Dataset records:
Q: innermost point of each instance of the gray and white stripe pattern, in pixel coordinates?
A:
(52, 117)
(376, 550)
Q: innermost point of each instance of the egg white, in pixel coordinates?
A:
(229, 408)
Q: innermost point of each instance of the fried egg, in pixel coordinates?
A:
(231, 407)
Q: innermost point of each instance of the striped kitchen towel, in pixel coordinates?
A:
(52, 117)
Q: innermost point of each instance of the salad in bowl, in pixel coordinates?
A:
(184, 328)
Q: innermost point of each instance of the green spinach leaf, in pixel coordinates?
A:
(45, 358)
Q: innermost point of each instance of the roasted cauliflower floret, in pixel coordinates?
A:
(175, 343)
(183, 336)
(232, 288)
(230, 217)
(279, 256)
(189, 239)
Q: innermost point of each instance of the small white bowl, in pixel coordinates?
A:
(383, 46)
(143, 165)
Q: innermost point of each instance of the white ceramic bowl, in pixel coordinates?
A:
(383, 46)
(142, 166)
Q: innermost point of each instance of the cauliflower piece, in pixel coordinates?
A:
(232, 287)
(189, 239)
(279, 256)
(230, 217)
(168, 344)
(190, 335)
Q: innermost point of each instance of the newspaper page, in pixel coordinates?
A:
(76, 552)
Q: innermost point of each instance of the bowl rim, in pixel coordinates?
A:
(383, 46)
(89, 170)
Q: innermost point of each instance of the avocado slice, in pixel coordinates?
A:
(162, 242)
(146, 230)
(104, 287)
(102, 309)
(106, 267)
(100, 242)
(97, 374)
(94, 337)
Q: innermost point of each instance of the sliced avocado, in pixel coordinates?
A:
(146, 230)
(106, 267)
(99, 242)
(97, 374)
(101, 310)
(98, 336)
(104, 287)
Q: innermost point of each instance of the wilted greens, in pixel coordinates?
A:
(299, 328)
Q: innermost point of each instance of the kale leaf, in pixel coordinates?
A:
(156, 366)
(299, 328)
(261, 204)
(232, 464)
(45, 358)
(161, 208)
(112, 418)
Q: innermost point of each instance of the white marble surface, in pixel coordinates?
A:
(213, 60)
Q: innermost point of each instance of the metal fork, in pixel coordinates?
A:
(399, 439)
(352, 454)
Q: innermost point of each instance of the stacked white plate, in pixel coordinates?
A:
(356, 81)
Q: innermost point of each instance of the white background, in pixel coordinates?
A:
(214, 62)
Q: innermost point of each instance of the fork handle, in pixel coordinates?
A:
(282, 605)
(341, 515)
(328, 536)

| Exercise requirements |
Make an exact transcription of the entries above.

| Answer to this problem |
Q: innermost point of each instance of the gray and white stripe pattern, in pixel coordinates?
A:
(52, 117)
(376, 550)
Q: innermost point of each instance of the egg white, in pixel coordinates?
A:
(229, 408)
Q: innermost point of each instance of the fried egg, in pixel coordinates?
A:
(231, 407)
Q: innermost point of each instance of the striped kitchen towel, in pixel coordinates?
A:
(52, 117)
Q: innermost point of each instance of the salad in bowl, in pixel coordinates?
A:
(184, 328)
Q: innermost point of each instance of the green spinach leaf, in pixel coordinates?
A:
(45, 358)
Q: innermost point of each instance of the roasted cauliflower floret, in pixel coordinates?
A:
(175, 343)
(183, 336)
(232, 288)
(230, 217)
(279, 256)
(189, 239)
Q: innermost point of each instance of the small white bowl, in pixel coordinates?
A:
(383, 46)
(143, 165)
Q: innermost point of each instance of the white ceramic bowl, in pixel coordinates?
A:
(383, 46)
(142, 166)
Q: innermost point of each instance of the cauliflower piece, in pixel coordinates?
A:
(232, 287)
(189, 239)
(279, 256)
(230, 217)
(168, 344)
(190, 335)
Q: innermost point of each instance of the newspaper page, in pixel coordinates?
A:
(76, 552)
Q: innermost point of each instance of the bowl rim, in pixel coordinates?
A:
(383, 46)
(89, 170)
Q: innermost point of each instance of the avocado slice, in pixel coordinates?
A:
(162, 242)
(146, 230)
(104, 287)
(102, 309)
(106, 267)
(100, 242)
(97, 374)
(94, 337)
Q: innermost point of each instance of the sliced avocado, in pixel coordinates?
A:
(146, 230)
(106, 267)
(99, 242)
(97, 374)
(101, 310)
(98, 336)
(104, 287)
Q: innermost point of each instance of the wilted greens, in pixel coordinates?
A:
(299, 328)
Q: innermost point of each instance of the kale leaf, in pixel coordinates?
A:
(156, 366)
(299, 328)
(261, 204)
(232, 464)
(45, 358)
(161, 208)
(112, 418)
Q: innermost point of each instance of the white marble surface, in pixel coordinates?
A:
(213, 60)
Q: innermost point of each instance of the metal fork, in pixel coordinates?
A:
(399, 439)
(352, 454)
Q: innermost point of each instance of the stacked white plate, in pixel coordinates?
A:
(356, 81)
Q: innermost point of each instance of the white background, in pixel coordinates?
A:
(214, 62)
Q: innermost point of each instance of the fork handle, in pixel coordinates?
A:
(282, 605)
(341, 515)
(328, 536)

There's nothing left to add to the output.